* start Records shown *

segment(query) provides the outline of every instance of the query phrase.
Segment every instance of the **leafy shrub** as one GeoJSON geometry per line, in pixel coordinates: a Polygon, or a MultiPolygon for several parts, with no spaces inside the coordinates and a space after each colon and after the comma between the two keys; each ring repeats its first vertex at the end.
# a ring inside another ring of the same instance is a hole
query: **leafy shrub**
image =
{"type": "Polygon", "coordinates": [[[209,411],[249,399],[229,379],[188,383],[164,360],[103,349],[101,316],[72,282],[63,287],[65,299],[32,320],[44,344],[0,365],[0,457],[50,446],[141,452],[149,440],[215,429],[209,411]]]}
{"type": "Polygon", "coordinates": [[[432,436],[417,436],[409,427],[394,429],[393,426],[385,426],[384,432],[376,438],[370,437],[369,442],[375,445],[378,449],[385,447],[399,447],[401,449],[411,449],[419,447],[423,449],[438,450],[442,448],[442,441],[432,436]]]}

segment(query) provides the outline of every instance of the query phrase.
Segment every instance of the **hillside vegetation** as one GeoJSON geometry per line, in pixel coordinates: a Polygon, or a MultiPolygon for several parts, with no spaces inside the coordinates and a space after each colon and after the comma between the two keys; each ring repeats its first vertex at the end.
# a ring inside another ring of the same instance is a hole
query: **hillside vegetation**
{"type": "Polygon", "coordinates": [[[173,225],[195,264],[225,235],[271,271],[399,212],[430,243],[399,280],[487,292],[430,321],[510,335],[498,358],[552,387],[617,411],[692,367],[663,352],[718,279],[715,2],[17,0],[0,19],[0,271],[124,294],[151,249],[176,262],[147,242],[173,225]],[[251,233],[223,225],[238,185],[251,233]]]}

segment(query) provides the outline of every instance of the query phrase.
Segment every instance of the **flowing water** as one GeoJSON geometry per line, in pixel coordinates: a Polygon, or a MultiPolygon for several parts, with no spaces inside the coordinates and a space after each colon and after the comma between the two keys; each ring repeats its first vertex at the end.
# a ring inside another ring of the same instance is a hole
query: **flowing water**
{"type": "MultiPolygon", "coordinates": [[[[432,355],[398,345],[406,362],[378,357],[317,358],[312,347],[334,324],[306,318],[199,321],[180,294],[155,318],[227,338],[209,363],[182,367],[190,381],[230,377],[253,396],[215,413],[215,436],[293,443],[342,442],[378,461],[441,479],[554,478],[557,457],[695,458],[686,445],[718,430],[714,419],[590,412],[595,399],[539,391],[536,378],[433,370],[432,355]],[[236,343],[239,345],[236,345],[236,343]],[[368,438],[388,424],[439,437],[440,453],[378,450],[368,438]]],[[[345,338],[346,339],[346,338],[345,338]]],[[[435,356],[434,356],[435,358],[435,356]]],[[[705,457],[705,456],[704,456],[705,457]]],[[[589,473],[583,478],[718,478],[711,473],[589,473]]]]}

* end Records shown *

### Exercise requirements
Write out the whole listing again. Match it word for word.

### Task solution
segment(query) provides the outline of every instance of the query phrase.
Segment every instance of the **leafy shrub** as one GeoJSON geometry per line, in pixel coordinates: a Polygon, or a MultiPolygon for several parts, with no spaces inside the coordinates and a space after each colon and after the comma between the two keys; each ring repeats its first vertex at the end.
# a ring inside another ring of the same instance is a hole
query: **leafy shrub**
image =
{"type": "Polygon", "coordinates": [[[209,411],[249,399],[229,379],[188,383],[164,360],[103,349],[101,316],[72,282],[63,287],[65,299],[32,320],[44,344],[0,365],[0,457],[50,446],[141,452],[149,440],[215,429],[209,411]]]}
{"type": "Polygon", "coordinates": [[[432,436],[417,436],[409,427],[394,429],[393,426],[385,426],[384,432],[376,438],[370,437],[369,442],[375,445],[378,449],[385,447],[399,447],[401,449],[411,449],[419,447],[423,449],[438,450],[442,448],[442,441],[432,436]]]}

segment(query) provides the outline of every instance of the query phrase.
Segment every instance of the **hillside vegetation** as one GeoJSON geometry per line, in pixel coordinates: a Polygon, or a MultiPolygon for several parts, with no spaces inside the coordinates and a space after each colon and after the comma between the two keys; each ring repeats its first vertex at the end.
# a ring inside another ring of the same instance is a hole
query: **hillside vegetation**
{"type": "Polygon", "coordinates": [[[173,225],[195,264],[225,235],[271,271],[399,212],[430,243],[399,280],[487,292],[430,321],[510,335],[498,358],[552,387],[617,411],[692,367],[663,352],[718,279],[715,2],[17,0],[0,19],[0,271],[124,294],[151,249],[176,262],[147,242],[173,225]],[[251,233],[223,225],[238,185],[251,233]]]}

segment(query) provides the outline of every instance of the query phrase.
Segment every instance of the **flowing water** as one GeoJSON geometry per line, in pixel coordinates: a Polygon, or a MultiPolygon for several parts, with no spaces inside the coordinates and a space after each colon and after the comma between the two keys; each ring repeats its first vertex at the end.
# a ring inside another ring of the same instance is a hole
query: **flowing water**
{"type": "MultiPolygon", "coordinates": [[[[432,355],[398,345],[406,362],[378,357],[317,358],[312,347],[334,324],[306,318],[199,321],[180,294],[155,318],[227,338],[209,363],[182,367],[190,381],[230,377],[253,396],[215,413],[215,436],[293,443],[342,442],[378,461],[441,479],[554,478],[557,457],[695,458],[686,445],[718,430],[714,419],[590,412],[595,399],[539,391],[536,378],[433,370],[432,355]],[[236,343],[239,345],[236,345],[236,343]],[[368,438],[388,424],[439,437],[440,453],[378,450],[368,438]]],[[[345,338],[346,339],[346,338],[345,338]]],[[[435,356],[434,356],[435,358],[435,356]]],[[[705,457],[705,456],[704,456],[705,457]]],[[[589,473],[583,478],[718,478],[711,473],[589,473]]]]}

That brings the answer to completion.